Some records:
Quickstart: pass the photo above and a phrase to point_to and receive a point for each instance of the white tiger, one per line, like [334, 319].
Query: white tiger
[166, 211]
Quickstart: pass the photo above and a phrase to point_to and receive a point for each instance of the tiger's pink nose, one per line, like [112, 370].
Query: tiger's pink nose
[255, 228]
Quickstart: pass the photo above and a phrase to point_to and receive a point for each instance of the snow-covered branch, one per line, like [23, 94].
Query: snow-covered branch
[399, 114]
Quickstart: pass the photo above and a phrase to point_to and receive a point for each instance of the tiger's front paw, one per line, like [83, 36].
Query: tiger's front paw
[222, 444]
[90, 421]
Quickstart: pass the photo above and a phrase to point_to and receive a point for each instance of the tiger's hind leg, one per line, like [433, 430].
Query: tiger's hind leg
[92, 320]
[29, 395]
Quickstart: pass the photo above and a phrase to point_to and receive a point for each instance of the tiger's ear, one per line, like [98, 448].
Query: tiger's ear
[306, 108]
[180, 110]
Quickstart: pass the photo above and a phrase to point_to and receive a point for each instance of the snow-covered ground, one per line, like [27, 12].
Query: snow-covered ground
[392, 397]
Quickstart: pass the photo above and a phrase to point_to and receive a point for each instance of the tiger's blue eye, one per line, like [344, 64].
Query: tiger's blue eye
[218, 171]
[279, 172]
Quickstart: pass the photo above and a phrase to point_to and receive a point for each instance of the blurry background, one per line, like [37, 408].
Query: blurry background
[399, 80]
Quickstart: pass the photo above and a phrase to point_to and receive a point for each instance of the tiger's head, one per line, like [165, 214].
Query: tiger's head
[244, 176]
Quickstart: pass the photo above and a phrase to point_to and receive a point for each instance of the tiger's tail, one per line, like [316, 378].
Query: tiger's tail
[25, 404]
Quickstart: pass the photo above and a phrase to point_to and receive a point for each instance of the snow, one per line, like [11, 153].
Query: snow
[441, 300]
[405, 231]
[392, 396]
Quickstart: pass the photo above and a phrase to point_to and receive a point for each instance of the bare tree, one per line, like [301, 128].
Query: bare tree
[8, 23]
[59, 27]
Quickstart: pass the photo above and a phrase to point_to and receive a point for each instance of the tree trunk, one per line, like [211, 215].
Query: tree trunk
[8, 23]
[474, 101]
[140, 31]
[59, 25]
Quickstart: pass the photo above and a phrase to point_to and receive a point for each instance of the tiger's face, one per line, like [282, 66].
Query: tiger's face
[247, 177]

Work instructions –
Retype all of the items above word for word, line by line, without changing anything.

Expected answer –
Quickstart: pass the photo above and a phrase to point_to and receive a point for each instance of the white tiger, one per line, like [334, 319].
Query: white tiger
[166, 211]
Quickstart: pass the photo above and a phrase to point_to and receive a point for each instance of the tiger's pink nose, one per line, like [112, 370].
Query: tiger's pink nose
[255, 228]
Quickstart: pass the photo above and a phrase to point_to and receive a point for each instance of the snow-covered branch, one per line, like [23, 94].
Query: snow-covered branch
[399, 114]
Quickstart: pass the photo above and a phrase to point_to and receive a point for each instance of the tiger's front paw, one per line, like [83, 36].
Query: tiger's front paw
[222, 444]
[90, 421]
Quickstart: pass the photo above and a phrase to point_to and receive a point for each instance of the tiger's hind leg, one per line, like [433, 430].
Query: tiger's hind leg
[92, 320]
[29, 395]
Quickstart: pass the photo above and a phrase to point_to and receive a point for each instance of the tiger's ear, one per line, like [98, 448].
Query: tiger's ear
[306, 108]
[180, 110]
Quickstart: pass the photo above and a phrase to point_to and receive a point for each instance of the snow-covered ground, one per line, like [27, 12].
Query: snow-covered ground
[392, 397]
Quickstart: pass the photo above and a phrase to point_to and receive a point for each instance of the tiger's blue eye, one per line, like [344, 64].
Query: tiger's blue eye
[218, 171]
[279, 172]
Quickstart: pass the photo above and a phrase to point_to and receive a point for each instance of the blurry background, one per line, like [37, 408].
Query: blurry background
[399, 80]
Quickstart: pass the photo above and a phrase to point_to and receive a point for each instance of the tiger's head, one per line, like [165, 214].
Query: tiger's head
[244, 176]
Quickstart: pass the photo above and a phrase to point_to and receive a point for each instance of the tiger's tail, one per line, like [316, 378].
Query: tiger's tail
[25, 404]
Quickstart: pass the photo above and a phrase to point_to and receive a point for each instance of the snow, one per line, like [11, 153].
Query: snow
[441, 300]
[405, 231]
[392, 396]
Quickstart: pass the photo above and a phrase to point_to and receive a point for each instance of the bare tree, one per line, like [301, 128].
Query: bare tree
[8, 23]
[59, 27]
Quickstart: pass the photo above and a phrase to point_to and receive a point for each instance of the tree trunk, one per line, like [211, 215].
Query: tree trunk
[8, 23]
[474, 101]
[140, 31]
[59, 25]
Quickstart: pass the photo above and a phrase to point_to and receive a point for each instance of the tiger's face, one per line, like [282, 66].
Query: tiger's face
[247, 177]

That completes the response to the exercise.